Your tasks:
a: In the TIME note below, which publisher is advertising Helmut Thielicke's book The Ethics of Sex?
b: List every example of comment that the TIME note below gives after the words "Comment ranged from".

Excerpt to read:
Friday, Feb. 07, 1964
ADVERTISING a new book, The Ethics of Sex, by German Theologian Helmut Thielicke, the publishers Harper & Row call it "a new approach to the subject the whole nation is discussing." TIME'S Jan. 24 cover story--which drew on Thielicke's thought--quite obviously stimulated and sharpened that discussion. The story not only brought us a greater volume of mail than any other article we ever printed--this week's Letters column presents a second large installment of that mail--but it is being talked about in newspapers, on the air, at formal and informal campus conferences, and in the pulpit. Comment ranged from the 9th Annual Layman's Leadership Institute in Houston to the satirical TV show That Was the Week That Was to a good-humored cartoon by Bill Mauldin portraying an unusually precocious reader of the article--which of course was addressed to a considerably older age group.
By no means has all the comment been favorable. It could not have been, given a topic which is sacred to many, embarrassing to some, and intensely personal to everyone. But we are heartened by the objections almost as much as by the praise, for it is indifference that hurts most in morals as much as in journalism. One reason why TIME undertook this story was precisely because so many Americans in recent times have seemed morally indifferent and unshockable; to judge from the response, there are still a great many who are neither.

Data to examine:
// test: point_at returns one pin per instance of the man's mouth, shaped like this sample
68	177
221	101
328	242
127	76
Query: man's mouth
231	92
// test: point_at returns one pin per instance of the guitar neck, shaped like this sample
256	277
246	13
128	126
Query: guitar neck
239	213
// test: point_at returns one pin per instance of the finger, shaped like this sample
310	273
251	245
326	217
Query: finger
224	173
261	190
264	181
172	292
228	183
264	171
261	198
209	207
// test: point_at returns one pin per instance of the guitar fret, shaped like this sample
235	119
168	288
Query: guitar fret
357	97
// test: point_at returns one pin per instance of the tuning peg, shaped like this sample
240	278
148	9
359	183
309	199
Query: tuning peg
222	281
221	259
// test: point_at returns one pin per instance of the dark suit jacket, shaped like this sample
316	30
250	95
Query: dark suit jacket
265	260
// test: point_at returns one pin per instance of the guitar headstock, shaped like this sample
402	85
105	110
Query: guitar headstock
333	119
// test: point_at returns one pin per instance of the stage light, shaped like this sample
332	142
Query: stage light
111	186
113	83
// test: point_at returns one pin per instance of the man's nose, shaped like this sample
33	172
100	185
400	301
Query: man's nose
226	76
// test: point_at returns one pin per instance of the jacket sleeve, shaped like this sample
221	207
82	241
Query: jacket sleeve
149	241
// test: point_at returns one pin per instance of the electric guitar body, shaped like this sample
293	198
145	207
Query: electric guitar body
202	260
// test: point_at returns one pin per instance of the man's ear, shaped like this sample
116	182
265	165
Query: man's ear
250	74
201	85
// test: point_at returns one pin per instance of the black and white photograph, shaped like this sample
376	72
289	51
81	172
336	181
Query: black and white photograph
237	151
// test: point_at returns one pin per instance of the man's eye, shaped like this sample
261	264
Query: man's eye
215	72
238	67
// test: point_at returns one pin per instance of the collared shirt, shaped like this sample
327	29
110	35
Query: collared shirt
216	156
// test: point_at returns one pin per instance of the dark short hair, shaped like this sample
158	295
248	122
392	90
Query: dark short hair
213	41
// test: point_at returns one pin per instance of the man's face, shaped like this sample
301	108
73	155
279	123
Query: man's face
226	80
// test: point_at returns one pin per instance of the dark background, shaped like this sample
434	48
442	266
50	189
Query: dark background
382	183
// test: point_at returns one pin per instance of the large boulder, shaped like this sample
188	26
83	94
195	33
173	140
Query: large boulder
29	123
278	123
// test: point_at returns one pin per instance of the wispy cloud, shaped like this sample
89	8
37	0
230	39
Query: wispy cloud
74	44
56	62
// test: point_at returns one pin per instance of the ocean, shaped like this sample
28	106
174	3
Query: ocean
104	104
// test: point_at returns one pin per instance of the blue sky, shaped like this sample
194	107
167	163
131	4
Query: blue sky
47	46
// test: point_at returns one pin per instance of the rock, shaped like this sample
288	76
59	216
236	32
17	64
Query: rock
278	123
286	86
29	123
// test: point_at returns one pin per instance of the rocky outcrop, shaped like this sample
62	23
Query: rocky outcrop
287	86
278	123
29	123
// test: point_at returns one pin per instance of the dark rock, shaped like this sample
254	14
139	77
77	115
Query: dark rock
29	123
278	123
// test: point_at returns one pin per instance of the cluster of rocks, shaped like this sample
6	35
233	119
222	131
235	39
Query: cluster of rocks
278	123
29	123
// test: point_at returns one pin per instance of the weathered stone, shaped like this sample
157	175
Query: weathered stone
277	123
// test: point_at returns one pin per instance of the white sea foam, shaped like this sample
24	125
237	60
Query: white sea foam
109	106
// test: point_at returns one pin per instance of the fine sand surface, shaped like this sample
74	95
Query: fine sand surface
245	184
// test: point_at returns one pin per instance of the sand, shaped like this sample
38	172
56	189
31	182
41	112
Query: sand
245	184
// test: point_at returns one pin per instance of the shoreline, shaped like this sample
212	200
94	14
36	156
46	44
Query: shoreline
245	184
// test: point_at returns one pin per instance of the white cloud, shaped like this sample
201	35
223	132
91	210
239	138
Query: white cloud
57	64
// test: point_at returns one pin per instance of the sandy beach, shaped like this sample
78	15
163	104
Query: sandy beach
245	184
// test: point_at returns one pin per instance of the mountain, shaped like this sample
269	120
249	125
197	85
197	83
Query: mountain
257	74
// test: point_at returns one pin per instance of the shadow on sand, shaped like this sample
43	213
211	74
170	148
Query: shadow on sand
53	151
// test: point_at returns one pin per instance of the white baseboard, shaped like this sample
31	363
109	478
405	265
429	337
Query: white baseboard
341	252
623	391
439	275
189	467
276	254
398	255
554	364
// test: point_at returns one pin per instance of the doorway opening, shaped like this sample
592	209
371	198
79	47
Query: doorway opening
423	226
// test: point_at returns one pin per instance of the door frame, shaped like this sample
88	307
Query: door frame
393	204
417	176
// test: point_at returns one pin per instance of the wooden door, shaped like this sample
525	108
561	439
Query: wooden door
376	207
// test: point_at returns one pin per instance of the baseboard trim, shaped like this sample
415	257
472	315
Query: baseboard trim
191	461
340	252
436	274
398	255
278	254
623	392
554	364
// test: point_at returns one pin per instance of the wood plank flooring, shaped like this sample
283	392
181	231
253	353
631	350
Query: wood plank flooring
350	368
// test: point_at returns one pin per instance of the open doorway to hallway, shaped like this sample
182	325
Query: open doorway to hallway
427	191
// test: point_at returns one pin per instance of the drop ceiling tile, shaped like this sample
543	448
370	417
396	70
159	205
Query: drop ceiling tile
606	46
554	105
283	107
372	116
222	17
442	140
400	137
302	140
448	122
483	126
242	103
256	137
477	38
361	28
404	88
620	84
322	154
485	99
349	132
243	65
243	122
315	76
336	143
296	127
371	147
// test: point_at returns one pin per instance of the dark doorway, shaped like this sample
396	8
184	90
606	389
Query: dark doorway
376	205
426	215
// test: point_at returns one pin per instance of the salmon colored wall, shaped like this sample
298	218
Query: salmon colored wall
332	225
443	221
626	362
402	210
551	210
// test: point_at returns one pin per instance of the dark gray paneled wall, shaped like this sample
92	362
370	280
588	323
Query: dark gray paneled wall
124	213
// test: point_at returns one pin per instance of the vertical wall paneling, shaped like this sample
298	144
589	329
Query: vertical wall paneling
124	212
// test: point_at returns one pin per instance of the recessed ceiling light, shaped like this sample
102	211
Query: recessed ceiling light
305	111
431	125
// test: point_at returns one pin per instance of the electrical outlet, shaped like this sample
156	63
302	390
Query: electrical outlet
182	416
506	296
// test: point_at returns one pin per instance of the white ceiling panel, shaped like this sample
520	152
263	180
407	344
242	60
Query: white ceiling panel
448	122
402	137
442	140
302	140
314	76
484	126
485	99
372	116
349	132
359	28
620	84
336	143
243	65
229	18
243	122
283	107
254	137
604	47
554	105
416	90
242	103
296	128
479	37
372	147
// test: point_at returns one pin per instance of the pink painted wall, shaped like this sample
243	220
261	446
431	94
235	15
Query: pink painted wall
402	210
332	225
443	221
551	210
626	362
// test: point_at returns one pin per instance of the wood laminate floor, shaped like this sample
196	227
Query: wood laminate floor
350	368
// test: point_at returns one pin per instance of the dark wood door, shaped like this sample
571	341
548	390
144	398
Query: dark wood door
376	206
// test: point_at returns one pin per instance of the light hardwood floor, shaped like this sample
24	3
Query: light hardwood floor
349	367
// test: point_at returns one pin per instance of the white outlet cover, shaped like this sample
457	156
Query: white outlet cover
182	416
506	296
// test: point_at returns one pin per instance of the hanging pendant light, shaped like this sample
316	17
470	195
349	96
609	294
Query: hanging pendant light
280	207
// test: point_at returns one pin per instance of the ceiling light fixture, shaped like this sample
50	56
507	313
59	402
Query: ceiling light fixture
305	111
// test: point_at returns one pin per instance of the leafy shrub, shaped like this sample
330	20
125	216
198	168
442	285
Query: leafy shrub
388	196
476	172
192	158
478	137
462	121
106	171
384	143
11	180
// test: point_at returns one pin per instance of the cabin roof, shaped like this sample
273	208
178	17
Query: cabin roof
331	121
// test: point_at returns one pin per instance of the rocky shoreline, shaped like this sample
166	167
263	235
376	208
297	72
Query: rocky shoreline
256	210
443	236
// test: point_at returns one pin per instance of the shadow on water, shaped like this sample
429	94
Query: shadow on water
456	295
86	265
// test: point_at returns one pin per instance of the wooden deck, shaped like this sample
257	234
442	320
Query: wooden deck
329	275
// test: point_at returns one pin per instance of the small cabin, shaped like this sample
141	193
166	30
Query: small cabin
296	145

Completed exercise:
a: Harper & Row

b:
- The 9th Annual Layman's Leadership Institute in Houston
- The satirical TV show That Was the Week That Was
- A good-humored cartoon by Bill Mauldin portraying an unusually precocious reader of the article